» Task description: Repeat each line of the data below verbatim, keeping every character unchanged.

» Available data:
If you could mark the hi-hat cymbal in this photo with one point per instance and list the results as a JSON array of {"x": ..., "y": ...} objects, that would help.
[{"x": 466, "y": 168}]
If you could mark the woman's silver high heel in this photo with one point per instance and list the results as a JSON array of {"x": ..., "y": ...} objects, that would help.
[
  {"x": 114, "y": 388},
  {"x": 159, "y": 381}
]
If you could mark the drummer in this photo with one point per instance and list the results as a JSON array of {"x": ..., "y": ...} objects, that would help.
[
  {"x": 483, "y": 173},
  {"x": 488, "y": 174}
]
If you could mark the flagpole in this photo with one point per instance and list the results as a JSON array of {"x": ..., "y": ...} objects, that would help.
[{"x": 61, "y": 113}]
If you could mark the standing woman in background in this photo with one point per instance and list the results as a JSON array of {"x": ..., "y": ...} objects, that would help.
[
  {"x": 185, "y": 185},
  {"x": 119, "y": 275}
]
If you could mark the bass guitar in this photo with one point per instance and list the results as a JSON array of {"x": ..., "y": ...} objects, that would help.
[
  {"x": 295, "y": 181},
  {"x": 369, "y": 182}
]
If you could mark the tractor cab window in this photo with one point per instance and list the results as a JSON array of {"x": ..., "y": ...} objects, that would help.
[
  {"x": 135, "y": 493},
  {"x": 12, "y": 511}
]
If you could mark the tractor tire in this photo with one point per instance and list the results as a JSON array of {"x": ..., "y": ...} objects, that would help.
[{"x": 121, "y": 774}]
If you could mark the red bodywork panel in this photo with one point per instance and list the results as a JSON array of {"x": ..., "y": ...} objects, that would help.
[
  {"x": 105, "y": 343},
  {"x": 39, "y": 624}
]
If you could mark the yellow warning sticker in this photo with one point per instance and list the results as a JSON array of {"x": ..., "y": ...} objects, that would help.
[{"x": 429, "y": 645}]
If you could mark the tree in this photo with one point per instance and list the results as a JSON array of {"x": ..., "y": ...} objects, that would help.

» Task result:
If you could mark the hi-hat cymbal in this photo with one point per instance and list the results as a JSON array of {"x": ..., "y": ...} objects, that would help.
[{"x": 466, "y": 168}]
If you could mark the woman's silver high heel in this photo with one point per instance and list the results as a JSON array of {"x": ..., "y": ...} objects, that would help.
[
  {"x": 114, "y": 388},
  {"x": 159, "y": 381}
]
If you could mark the drummer in this photo with one point per instance and list the results as a JSON array of {"x": ..., "y": ...} objects, that would help.
[
  {"x": 483, "y": 173},
  {"x": 488, "y": 174}
]
If you could mark the flagpole in this photo with one point per instance and list the results as a JSON array of {"x": ..., "y": ...} objects, that would help.
[{"x": 61, "y": 113}]
If you could mark the standing woman in background in this photo with one point per instance and list the results as a JSON array of {"x": ..., "y": ...} objects, that would help.
[
  {"x": 185, "y": 185},
  {"x": 119, "y": 275}
]
If you could mark the bass guitar in this photo with one point per instance and list the results as a JSON array of {"x": ..., "y": ...} objects, that would help.
[
  {"x": 295, "y": 181},
  {"x": 369, "y": 182}
]
If you could mark the tractor cab window in this photo with one point per instance and list the results as a JSON array of {"x": ..., "y": ...} objects, that would help.
[
  {"x": 135, "y": 493},
  {"x": 12, "y": 511}
]
If you could mark the tractor tire in this photo with one point per instance and list the results as a JSON array of {"x": ..., "y": ...} objects, that would help.
[{"x": 121, "y": 774}]
If you could mark the red bodywork panel in this photo with one point per instance and list the results as a JSON array of {"x": ..., "y": ...} objects, that would help.
[
  {"x": 105, "y": 343},
  {"x": 39, "y": 624}
]
If you could mark the yellow warning sticker in this photo with one point per instance and list the results as a JSON array of {"x": ..., "y": ...} objects, that would help.
[{"x": 429, "y": 645}]
If you could mark the tree in this photo with one point per instance and list the results as a JSON array of {"x": ..., "y": ...} objects, that would help.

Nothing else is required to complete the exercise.